**WHAT YOU SHOULD DO:** Using the records below, repeat exactly the lines from the one holding "Place a point on each instance of the curving" through the one holding "Place a point on each instance of the rose", both ends included, and no others.

_ _ _

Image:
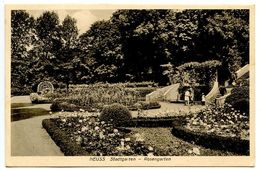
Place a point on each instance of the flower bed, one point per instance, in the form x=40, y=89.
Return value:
x=216, y=127
x=60, y=104
x=82, y=135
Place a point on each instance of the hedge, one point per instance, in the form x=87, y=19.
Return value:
x=67, y=146
x=231, y=144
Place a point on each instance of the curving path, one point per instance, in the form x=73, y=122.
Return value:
x=28, y=138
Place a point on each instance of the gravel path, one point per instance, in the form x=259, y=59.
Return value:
x=28, y=138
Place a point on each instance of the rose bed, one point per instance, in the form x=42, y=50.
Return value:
x=78, y=136
x=221, y=128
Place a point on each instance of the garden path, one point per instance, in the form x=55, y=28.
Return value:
x=28, y=138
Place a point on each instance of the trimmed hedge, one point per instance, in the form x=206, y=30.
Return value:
x=239, y=98
x=231, y=144
x=119, y=114
x=67, y=146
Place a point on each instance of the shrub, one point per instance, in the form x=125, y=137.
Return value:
x=116, y=113
x=68, y=147
x=34, y=97
x=239, y=98
x=19, y=91
x=58, y=106
x=55, y=106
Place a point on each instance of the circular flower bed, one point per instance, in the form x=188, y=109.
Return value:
x=101, y=138
x=221, y=121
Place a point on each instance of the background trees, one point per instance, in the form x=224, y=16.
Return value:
x=130, y=46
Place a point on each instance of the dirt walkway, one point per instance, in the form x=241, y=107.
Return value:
x=28, y=138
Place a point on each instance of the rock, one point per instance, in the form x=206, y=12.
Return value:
x=190, y=151
x=138, y=137
x=78, y=139
x=96, y=128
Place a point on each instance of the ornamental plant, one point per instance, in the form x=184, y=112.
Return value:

_ _ _

**REPLY TO THE TASK:**
Place a point on each instance of the curving path, one point per instance, in the form x=73, y=122.
Return value:
x=28, y=138
Place a point on each instance of the gravel path, one point per instance, in the form x=259, y=59.
Return value:
x=28, y=138
Place a point on each instance of the rose bed, one point per instance, in the form x=42, y=50.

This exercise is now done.